**Text excerpt**
Background

Oysters contribute many ecosystem services to coastal communities, support commercial and recreational fisheries and hold considerable economic and cultural value in North Carolina. As a foundation species, they form reefs that contribute to shoreline stabilization, improve water quality, sequester carbon and create habitat for a large diversity of species.

Oyster reefs and farms are located within coastal areas that are subject to considerable temporal and spatial variation in environmental conditions (e.g., temperature, pH, salinity, oxygen, turbidity, nutrient concentrations). Climate change contributes to this variation, and environmental stressors associated with climate change can interact with other stressors (e.g., predation, pathogens) to negatively impact oyster growth and reproduction. In some cases, widespread mortality events occur, but the precise cause(s) of these events remain poorly understood.

**Recorded data**
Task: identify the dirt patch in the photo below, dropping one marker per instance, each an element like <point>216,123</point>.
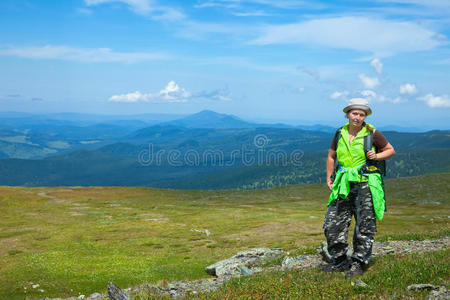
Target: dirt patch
<point>76,213</point>
<point>10,244</point>
<point>277,231</point>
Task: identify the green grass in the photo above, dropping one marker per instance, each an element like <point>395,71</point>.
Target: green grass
<point>387,278</point>
<point>75,240</point>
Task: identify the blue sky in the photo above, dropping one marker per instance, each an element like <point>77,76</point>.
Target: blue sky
<point>289,61</point>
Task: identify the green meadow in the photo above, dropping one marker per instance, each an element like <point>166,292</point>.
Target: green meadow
<point>73,240</point>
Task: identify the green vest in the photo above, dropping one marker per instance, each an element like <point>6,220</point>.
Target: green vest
<point>351,158</point>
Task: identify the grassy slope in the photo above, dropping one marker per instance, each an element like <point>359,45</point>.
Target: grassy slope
<point>75,240</point>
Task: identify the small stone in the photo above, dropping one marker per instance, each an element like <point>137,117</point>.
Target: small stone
<point>440,294</point>
<point>245,270</point>
<point>95,296</point>
<point>359,284</point>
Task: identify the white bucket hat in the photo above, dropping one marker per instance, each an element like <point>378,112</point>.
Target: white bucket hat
<point>358,103</point>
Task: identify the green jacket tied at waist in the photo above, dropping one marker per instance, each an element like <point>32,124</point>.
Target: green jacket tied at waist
<point>341,187</point>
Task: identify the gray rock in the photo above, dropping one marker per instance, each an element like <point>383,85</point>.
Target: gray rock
<point>241,263</point>
<point>115,293</point>
<point>95,296</point>
<point>323,251</point>
<point>290,263</point>
<point>440,294</point>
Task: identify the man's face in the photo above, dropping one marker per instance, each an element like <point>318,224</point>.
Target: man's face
<point>356,117</point>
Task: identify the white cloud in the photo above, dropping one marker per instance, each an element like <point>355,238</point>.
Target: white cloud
<point>369,82</point>
<point>377,65</point>
<point>145,7</point>
<point>436,101</point>
<point>283,4</point>
<point>130,97</point>
<point>80,54</point>
<point>173,93</point>
<point>138,6</point>
<point>408,89</point>
<point>257,13</point>
<point>379,36</point>
<point>339,95</point>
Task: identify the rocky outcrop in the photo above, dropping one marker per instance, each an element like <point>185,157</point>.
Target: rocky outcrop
<point>245,262</point>
<point>437,292</point>
<point>253,260</point>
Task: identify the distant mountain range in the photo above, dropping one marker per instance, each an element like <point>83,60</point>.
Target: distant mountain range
<point>203,150</point>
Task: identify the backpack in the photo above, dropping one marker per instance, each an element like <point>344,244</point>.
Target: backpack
<point>372,166</point>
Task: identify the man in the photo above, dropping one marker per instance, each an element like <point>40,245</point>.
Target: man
<point>356,189</point>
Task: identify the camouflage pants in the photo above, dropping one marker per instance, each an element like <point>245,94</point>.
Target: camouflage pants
<point>337,221</point>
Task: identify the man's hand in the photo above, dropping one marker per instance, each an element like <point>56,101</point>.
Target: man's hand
<point>371,155</point>
<point>329,183</point>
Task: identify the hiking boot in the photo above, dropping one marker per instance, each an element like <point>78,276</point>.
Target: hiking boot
<point>356,268</point>
<point>340,267</point>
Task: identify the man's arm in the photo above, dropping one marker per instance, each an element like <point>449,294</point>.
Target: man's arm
<point>385,153</point>
<point>330,167</point>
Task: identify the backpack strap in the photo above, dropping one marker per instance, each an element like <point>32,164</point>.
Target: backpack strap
<point>336,162</point>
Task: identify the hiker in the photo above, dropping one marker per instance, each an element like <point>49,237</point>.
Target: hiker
<point>354,167</point>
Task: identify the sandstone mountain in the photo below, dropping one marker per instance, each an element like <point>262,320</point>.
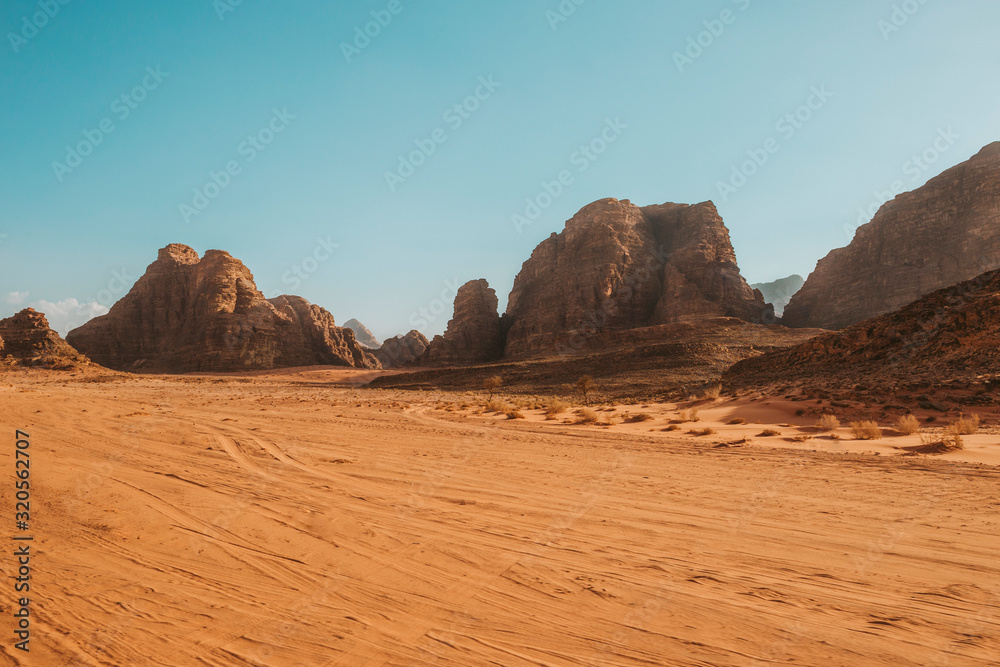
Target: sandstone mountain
<point>952,334</point>
<point>402,350</point>
<point>780,292</point>
<point>188,314</point>
<point>26,338</point>
<point>474,334</point>
<point>363,335</point>
<point>617,266</point>
<point>938,235</point>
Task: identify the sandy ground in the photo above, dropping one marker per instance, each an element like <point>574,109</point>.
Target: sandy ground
<point>297,520</point>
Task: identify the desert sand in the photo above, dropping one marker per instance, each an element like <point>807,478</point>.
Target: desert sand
<point>294,518</point>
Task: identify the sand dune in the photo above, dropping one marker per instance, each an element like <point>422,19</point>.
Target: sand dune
<point>292,519</point>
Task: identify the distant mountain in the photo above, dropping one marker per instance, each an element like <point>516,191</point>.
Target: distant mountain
<point>938,235</point>
<point>363,335</point>
<point>780,292</point>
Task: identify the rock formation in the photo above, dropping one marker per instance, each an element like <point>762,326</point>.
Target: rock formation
<point>363,335</point>
<point>26,338</point>
<point>617,266</point>
<point>474,334</point>
<point>189,314</point>
<point>952,333</point>
<point>938,235</point>
<point>780,292</point>
<point>402,350</point>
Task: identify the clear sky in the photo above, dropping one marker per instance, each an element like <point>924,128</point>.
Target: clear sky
<point>153,98</point>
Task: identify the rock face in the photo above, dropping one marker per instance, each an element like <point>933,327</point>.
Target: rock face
<point>780,292</point>
<point>938,235</point>
<point>617,266</point>
<point>363,335</point>
<point>402,350</point>
<point>474,334</point>
<point>27,339</point>
<point>189,314</point>
<point>950,334</point>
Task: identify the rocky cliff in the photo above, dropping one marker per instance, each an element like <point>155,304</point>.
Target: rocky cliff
<point>190,314</point>
<point>474,333</point>
<point>617,266</point>
<point>938,235</point>
<point>402,350</point>
<point>26,338</point>
<point>363,335</point>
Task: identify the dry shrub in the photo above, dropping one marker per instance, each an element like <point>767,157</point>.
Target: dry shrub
<point>690,415</point>
<point>965,425</point>
<point>908,425</point>
<point>866,430</point>
<point>828,423</point>
<point>712,392</point>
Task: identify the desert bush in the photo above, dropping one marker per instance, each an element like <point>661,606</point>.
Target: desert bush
<point>866,430</point>
<point>690,415</point>
<point>712,391</point>
<point>908,425</point>
<point>828,423</point>
<point>965,425</point>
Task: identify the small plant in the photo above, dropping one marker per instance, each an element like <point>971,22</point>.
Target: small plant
<point>866,430</point>
<point>828,423</point>
<point>585,385</point>
<point>491,385</point>
<point>908,425</point>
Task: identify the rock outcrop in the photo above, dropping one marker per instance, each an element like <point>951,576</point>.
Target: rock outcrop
<point>617,266</point>
<point>780,292</point>
<point>950,334</point>
<point>474,334</point>
<point>27,339</point>
<point>190,314</point>
<point>938,235</point>
<point>402,350</point>
<point>363,335</point>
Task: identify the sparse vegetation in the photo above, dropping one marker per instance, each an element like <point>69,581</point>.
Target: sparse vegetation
<point>908,425</point>
<point>866,430</point>
<point>491,385</point>
<point>828,423</point>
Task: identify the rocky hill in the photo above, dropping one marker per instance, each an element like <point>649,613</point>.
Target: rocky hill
<point>617,267</point>
<point>938,235</point>
<point>27,339</point>
<point>952,335</point>
<point>189,314</point>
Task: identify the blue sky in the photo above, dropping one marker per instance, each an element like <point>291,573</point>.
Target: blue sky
<point>207,88</point>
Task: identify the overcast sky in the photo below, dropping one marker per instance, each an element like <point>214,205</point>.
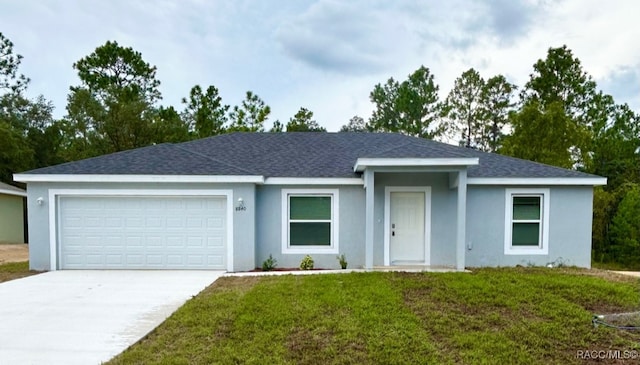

**Problem to work on**
From the oyster background text, list every environmental condition given as an example of the variation that coastal areas are subject to.

**Response below**
temperature, pH, salinity, oxygen, turbidity, nutrient concentrations